### TASK GOAL
Give again the lines of the data from its first line through the line with "Indicate one point per instance of the riverbank, formatted". Change nothing.

◆ ◆ ◆

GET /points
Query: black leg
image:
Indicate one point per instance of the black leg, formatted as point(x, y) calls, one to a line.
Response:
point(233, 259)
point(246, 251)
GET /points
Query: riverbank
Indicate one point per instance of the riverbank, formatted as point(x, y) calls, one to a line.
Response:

◆ ◆ ◆

### ANSWER FOR THIS EXERCISE
GET /points
Query: black leg
image:
Indicate one point per instance of the black leg, formatted as point(x, y) calls, one to a line.
Response:
point(233, 259)
point(246, 251)
GET /points
Query: riverbank
Indicate one point per instance of the riverbank, formatted as point(x, y) calls, one to a line.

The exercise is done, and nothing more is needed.